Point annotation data

——————————

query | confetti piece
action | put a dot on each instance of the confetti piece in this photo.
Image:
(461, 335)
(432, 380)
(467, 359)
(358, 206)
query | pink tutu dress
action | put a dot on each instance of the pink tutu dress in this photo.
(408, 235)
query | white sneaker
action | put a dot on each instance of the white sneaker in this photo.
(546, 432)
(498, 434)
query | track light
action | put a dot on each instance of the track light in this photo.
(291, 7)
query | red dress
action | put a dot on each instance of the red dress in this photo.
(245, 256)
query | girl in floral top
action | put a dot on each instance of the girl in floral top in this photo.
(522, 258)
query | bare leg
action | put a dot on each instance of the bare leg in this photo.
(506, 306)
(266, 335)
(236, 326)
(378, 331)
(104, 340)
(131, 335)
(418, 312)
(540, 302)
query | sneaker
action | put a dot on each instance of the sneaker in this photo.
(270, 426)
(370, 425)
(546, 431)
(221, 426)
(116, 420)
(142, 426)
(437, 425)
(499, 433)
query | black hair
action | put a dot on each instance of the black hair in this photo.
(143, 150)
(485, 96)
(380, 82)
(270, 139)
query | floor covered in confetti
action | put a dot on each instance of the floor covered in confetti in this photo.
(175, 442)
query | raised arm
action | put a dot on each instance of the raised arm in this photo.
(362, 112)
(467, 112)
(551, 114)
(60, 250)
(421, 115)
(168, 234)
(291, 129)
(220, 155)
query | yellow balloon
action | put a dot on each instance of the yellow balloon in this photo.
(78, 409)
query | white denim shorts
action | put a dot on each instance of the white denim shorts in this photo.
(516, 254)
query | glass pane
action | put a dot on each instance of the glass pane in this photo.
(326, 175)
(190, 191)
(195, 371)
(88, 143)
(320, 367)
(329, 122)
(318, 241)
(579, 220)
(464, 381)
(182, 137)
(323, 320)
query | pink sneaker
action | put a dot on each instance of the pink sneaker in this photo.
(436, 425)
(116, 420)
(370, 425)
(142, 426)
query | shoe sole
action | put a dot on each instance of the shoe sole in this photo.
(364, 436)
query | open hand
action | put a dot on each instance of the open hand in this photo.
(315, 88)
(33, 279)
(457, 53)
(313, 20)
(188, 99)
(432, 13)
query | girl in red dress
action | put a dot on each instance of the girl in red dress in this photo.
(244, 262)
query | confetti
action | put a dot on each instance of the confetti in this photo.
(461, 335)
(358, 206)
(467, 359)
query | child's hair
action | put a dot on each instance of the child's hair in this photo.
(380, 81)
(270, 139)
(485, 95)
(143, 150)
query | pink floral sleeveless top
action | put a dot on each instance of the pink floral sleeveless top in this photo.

——————————

### [AIM]
Rewrite the material above as a numbered list with one line per item, and leave out any blank lines.

### [THE RESULT]
1. query | confetti piece
2. action | put a dot on each instance of the confetti piece in this photo.
3. Image:
4. (461, 335)
5. (432, 380)
6. (467, 359)
7. (358, 206)
8. query | pink tutu dress
9. action | put a dot on each instance of the pink tutu dress in this photo.
10. (408, 235)
11. query | white sneaker
12. action | put a dot on each instance of the white sneaker in this photo.
13. (546, 432)
14. (498, 434)
15. query | track light
16. action | put a dot on each instance of the track light in this photo.
17. (291, 7)
18. query | red dress
19. action | put a dot on each instance of the red dress in this photo.
20. (245, 256)
21. query | girl in floral top
22. action | put a dot on each instance of the girl in floral top in this photo.
23. (522, 258)
24. query | bare leg
25. action | put a dot on each instance of the bare leg in this photo.
26. (506, 306)
27. (266, 335)
28. (236, 326)
29. (378, 331)
30. (104, 340)
31. (131, 335)
32. (418, 312)
33. (540, 302)
34. query | sneaker
35. action | put a dot on each instance of the sneaker in this photo.
36. (270, 426)
37. (370, 425)
38. (546, 431)
39. (221, 426)
40. (116, 420)
41. (142, 426)
42. (437, 425)
43. (499, 433)
44. query | black hair
45. action | put a dot on each instance of the black hair in this photo.
46. (143, 150)
47. (485, 96)
48. (380, 82)
49. (270, 139)
50. query | floor covered in confetti
51. action | put a dot on each instance of the floor covered in confetti in this photo.
52. (175, 442)
53. query | raised arm
54. action | put a dot on each instance of the raised arm in this photo.
55. (362, 112)
56. (467, 112)
57. (551, 114)
58. (60, 250)
59. (421, 115)
60. (168, 234)
61. (291, 129)
62. (220, 155)
63. query | yellow balloon
64. action | put a dot on each instance of the yellow balloon in this photo.
65. (78, 409)
66. query | white denim shorts
67. action | put a dot on each instance of the white denim shorts in this photo.
68. (516, 254)
69. query | glass pane
70. action | put a dot on each instance of the glass pane in this photo.
71. (326, 175)
72. (190, 191)
73. (195, 371)
74. (88, 143)
75. (320, 367)
76. (329, 122)
77. (318, 241)
78. (579, 220)
79. (464, 381)
80. (182, 137)
81. (323, 320)
82. query | pink sneaker
83. action | put a dot on each instance of the pink sneaker in this photo.
84. (436, 425)
85. (116, 420)
86. (370, 425)
87. (142, 426)
88. query | shoe sole
89. action | put a dot on each instance of the shoe sole in this photo.
90. (364, 436)
91. query | open hand
92. action | put a dot on each instance of the open hand in this photo.
93. (315, 88)
94. (33, 279)
95. (457, 53)
96. (313, 20)
97. (188, 99)
98. (432, 13)
99. query | girl in red dress
100. action | put a dot on each instance of the girl in red dress in this photo.
101. (244, 262)
102. query | confetti
103. action | put a dot on each instance of the confetti in this photo.
104. (461, 335)
105. (358, 206)
106. (467, 359)
107. query | child's hair
108. action | put a dot on each instance of the child's hair in this photo.
109. (380, 81)
110. (270, 139)
111. (485, 95)
112. (143, 150)
113. query | pink floral sleeveless top
114. action | put a dot on each instance of the pink floral sleeveless top in this photo.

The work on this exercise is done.